Raw records
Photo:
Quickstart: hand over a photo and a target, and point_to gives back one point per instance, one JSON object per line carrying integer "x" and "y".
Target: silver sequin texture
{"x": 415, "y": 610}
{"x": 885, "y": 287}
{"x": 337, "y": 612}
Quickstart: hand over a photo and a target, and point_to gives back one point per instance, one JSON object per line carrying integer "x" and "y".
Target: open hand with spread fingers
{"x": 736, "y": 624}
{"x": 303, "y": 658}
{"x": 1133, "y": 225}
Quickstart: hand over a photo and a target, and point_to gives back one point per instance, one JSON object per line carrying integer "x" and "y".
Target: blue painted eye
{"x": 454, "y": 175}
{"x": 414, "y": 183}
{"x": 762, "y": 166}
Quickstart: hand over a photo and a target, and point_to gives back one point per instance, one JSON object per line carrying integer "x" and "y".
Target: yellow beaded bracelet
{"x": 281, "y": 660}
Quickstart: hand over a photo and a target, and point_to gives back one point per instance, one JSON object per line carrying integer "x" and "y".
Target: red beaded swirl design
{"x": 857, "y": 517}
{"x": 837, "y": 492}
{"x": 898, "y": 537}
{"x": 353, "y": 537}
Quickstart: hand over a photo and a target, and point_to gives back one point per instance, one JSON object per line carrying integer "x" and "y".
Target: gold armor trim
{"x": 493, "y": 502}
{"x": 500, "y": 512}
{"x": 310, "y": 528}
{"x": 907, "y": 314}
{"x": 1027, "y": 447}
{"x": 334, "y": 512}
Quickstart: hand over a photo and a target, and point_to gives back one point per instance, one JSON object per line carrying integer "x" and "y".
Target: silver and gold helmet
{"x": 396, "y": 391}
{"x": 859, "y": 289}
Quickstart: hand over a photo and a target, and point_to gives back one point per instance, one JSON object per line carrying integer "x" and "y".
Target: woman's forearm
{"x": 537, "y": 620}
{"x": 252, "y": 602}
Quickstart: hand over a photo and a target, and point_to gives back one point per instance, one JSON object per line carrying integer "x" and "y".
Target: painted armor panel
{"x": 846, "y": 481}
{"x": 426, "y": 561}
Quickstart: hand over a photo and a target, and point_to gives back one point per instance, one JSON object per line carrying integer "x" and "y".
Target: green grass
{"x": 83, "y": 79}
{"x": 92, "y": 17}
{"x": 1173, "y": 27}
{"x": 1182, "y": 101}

Your task
Find every line in the data above that contains the string "armor", matching case exactly, and copy each of those lines in full.

Solution
Target: gold armor trim
Target: painted armor panel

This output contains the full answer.